Task to carry out. Lay out all of the material below as a two-column CSV headed input and output, with one row per item. Put the item's text under input and its full answer under output, each in a single quoted field with any line breaks turned into spaces.

Material.
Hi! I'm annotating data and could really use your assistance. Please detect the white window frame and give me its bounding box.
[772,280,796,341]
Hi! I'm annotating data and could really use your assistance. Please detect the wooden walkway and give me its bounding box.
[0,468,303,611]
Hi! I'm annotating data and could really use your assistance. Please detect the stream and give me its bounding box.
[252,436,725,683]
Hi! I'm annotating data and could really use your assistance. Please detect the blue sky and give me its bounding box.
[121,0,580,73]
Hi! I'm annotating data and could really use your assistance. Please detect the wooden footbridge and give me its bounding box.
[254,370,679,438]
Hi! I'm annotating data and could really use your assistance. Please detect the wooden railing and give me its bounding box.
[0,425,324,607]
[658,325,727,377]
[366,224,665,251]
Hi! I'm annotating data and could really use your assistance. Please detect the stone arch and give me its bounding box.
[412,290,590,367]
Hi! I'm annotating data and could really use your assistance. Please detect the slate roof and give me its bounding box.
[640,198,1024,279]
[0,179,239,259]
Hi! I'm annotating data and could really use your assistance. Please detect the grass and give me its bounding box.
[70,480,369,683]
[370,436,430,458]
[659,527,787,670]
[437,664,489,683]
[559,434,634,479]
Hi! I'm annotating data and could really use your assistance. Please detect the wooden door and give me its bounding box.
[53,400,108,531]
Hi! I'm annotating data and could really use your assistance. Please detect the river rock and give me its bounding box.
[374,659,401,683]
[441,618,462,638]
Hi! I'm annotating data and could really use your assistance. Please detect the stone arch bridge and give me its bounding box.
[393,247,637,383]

Task response.
input,output
"Hi! I'm annotating data and could really use your assistance. Please detect the white window frame and give me its bounding box.","[772,280,796,341]"
"Hi! I'm annotating data and could really use your assistance. Please detect the wooden walkway and give me its bounding box.","[0,468,303,611]"
"Hi! I'm annotating data and could really use your assistance. Please detect the stream and give me its bounding box.","[252,436,725,683]"
"Hi! I'm annotating data and could really use your assistance. Please detect the blue sky and give me its bounding box.","[121,0,580,73]"
"Hi! I'm annotating data and could really use your assistance. Please detect the wooden footbridge and give me its bounding box.","[254,370,679,438]"
"Hi! I'm annotating data and could really use your assistance. Please detect the wooden railing and give me its bounding box.","[0,425,324,607] [658,325,727,377] [366,224,665,251]"
"Hi! I'm annotating data and could really use your assistance. Please detect the stone arch and give me its bounding box.","[412,290,590,367]"
"Hi! I'm annotating data and could really use your assistance. Please detect the slate roof and give me its bounding box.","[640,198,1024,279] [0,179,239,259]"
"Hi! I'm annotating data and could really use your assistance. Please detect the grass and give me its bounding box.","[70,480,369,683] [370,436,430,458] [659,527,787,670] [437,664,489,683] [559,434,634,479]"
"Hi! I'm annotating data and could really use your assistance. Please detect the wooden door and give me its bounding box.","[53,400,108,531]"
"Hi! I'm annotating data and could really use your assistance. Please detect the river rock and give me its bounding box.","[374,659,401,683] [441,618,462,638]"
"Hi! I'm annotating data and could really use your assistance. Please detect the stone arch bridge and give me its bounding box.","[393,247,637,383]"